Text passage:
★ ★ ★ ★ ★

Should I harvest my ash trees ahead of an Emerald Ash Borer infestation? Many family forest owners in the U.S. have grappled with this decision. In this week’s blog, landowner Frank Winkler explains how he prepared for and oversaw an ash-only harvest on his Catskill woodlot. He’s been busy after the harvest as well, participating in an integrated pest management study, promoting vegetative regrowth on skid trails and replanting red oak acorns among the logging slash.
In 2017, I knew the Emerald Ash Borer (EAB) insect infestation was getting close and a decision needed to be made on what, if anything, should be done with the ash trees on my 100-acre woodlot. Parts of some stands had over 50% ash, but most of these trees were not large in diameter. I had a nice commercial harvest conducted by my forester in 2012 and I knew that the current value of the ash would not be that high. I decided to make an accurate inventory of the ash trees I had.
I marked and measured each ash tree over 12 inches in diameter at breast height (DBH, 4.5 feet above the ground.) I tallied a total of 271 trees over 15 inches DBH that I thought (as a non-professional) had timber value. I did my non-professional volume calculation from an on-line source and came up with a volume of 84,000 board feet (or 84 MBF). This seemed like a viable amount for a harvest. I have a good skid trail system and landing, and I preferred having some financial return instead of dead trees falling down in my woodlot.
I sat down with my forester and showed him my information. He suggested that I do this small harvest on shares with the mill, and perhaps use the same mill that won the bid on my neighbor’s standing marked timber to reduce mobilization cost. Depending on travel distance and the number and size of logging machines, it can cost a logger several thousand dollars to move onto a new site. Therefore, consolidating timber harvests with a neighbor represents a cost savings for both the logger and the landowners. I went ahead with this mill on a standard 50/50 basis. I am in the NYS 480a Forest Tax Law Program and had to get DEC approval (which was granted) before anything could be harvested.
Personally, I greatly prefer having a professional forester manage the harvest and bid the project, but this was a unique situation salvaging the ash. It wasn’t a large harvest, and I have some experience working with loggers.
I thought the harvest would take 4-5 weeks. We got started in July of 2018 and finished in … August 2019! The rains started a week after we started in 2018 with close to 10 inches per month throughout the rest of the summer and fall. Nothing could get done. Trails were exposed and the landing was a muddy mess. Finally, in July 2019 we could start up again and the job was completed by early August. The landing was cleaned up, skid trails regraded and adequate waterbars were installed to minimize erosion, and then I seeded the main trails. I am glad to be done with the disruption for another 10 years (hopefully).
Temporary skidder bridge used to get across the pond outlet.
Log truck full of ash logs.
During the harvest I helped the logger locate possibly new skid trails and introduced him to another neighbor who had an excellent ash stand next to mine that could be easily skidded out to my landing rather than be pulled up hill for half a mile to his landing. The logger took some of my trees high on my ridge over to my neighbor’s landing to avoid coming down and around rock ledges on my property. This improved harvest efficiency and represented another cost savings. I seeded both neighbors’ main trails and landings with my ATV-mounted seeder. This cooperation helped my neighbors, made the logging jobs more efficient for the logger, and allows me to hunt and hike on all these properties.
A seeded skid trail.

★ ★ ★ ★ ★

Dataset entries:
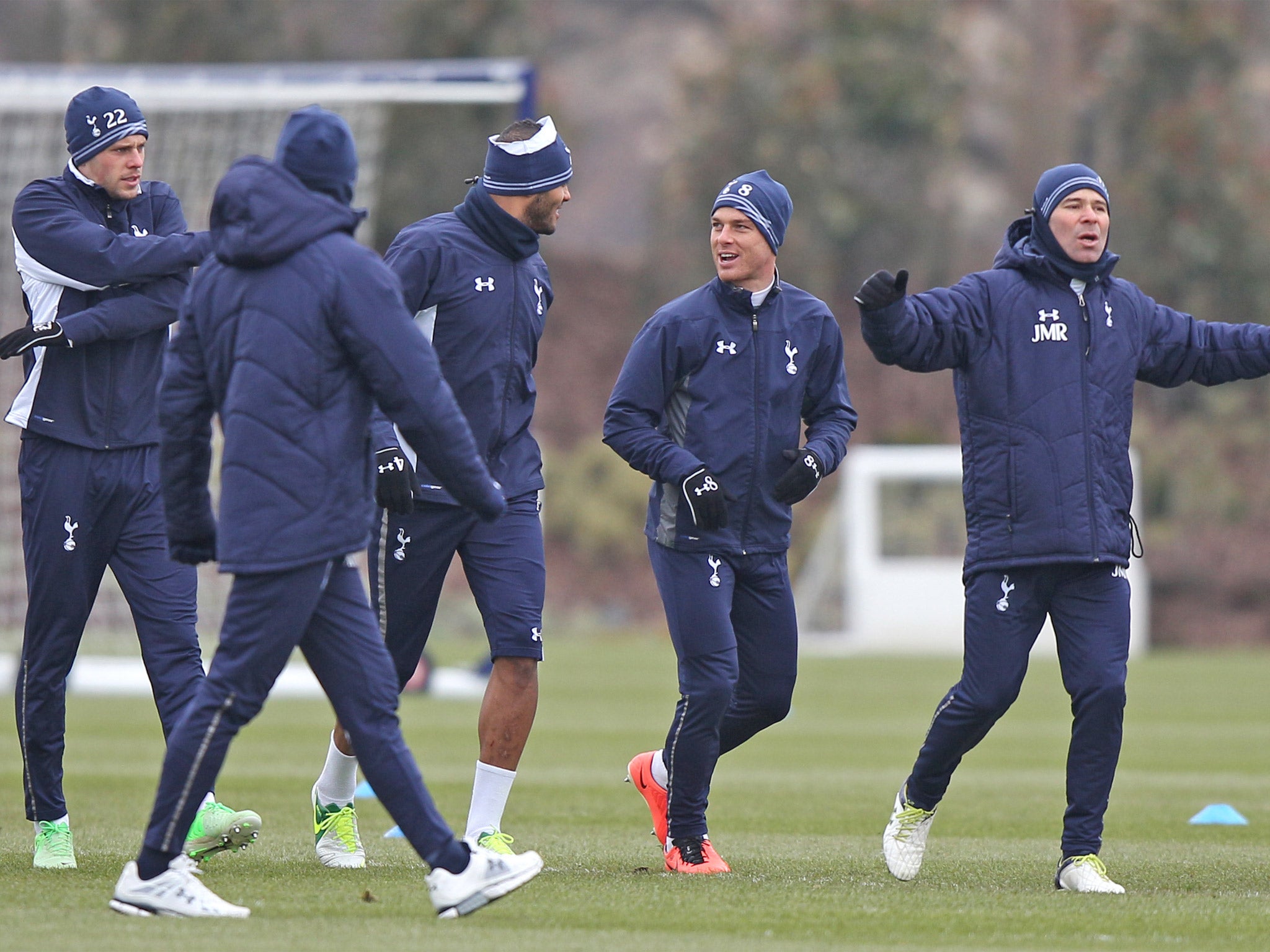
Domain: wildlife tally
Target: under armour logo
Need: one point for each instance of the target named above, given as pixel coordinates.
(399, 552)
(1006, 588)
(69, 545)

★ ★ ★ ★ ★

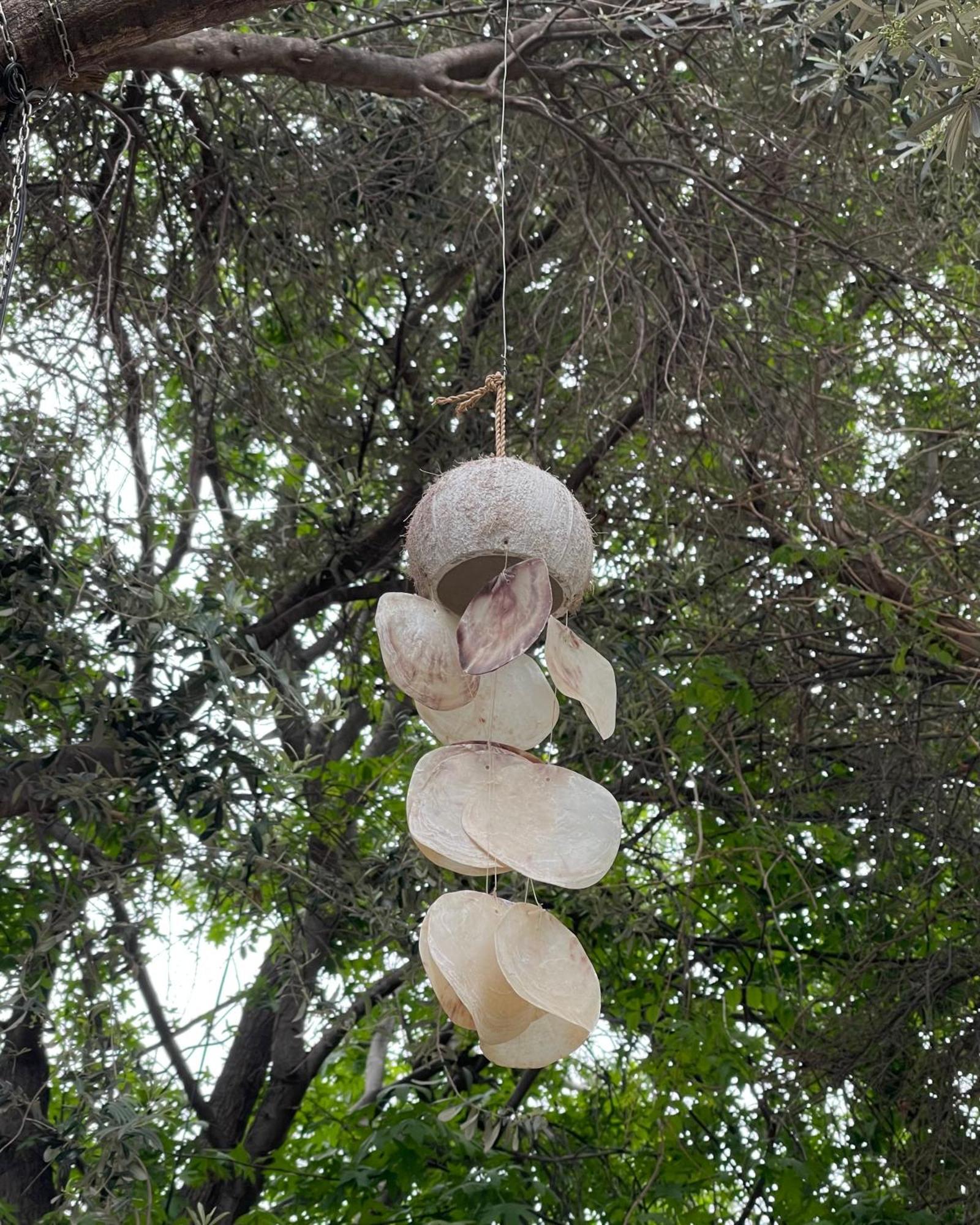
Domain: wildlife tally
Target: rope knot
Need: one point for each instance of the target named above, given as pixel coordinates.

★ ★ ★ ★ ★

Can you rewrite the paragraph of the ash harvest blog that begins "I sat down with my forester" as a short bulleted list that keeps its main facts?

- The writer showed the ash inventory to the forester.
- The forester suggested doing the small harvest on shares with the mill. He proposed possibly using the mill that won the bid on a neighbor's standing marked timber, to cut mobilization cost.
- Moving onto a new site can cost a logger several thousand dollars, depending on travel distance and the number and size of machines. Consolidating harvests with a neighbor therefore saves money for both the logger and the landowners.
- The writer went ahead with that mill on a standard 50/50 basis.
- As a participant in the NYS 480a Forest Tax Law Program, the writer needed DEC approval before any harvesting, and it was granted.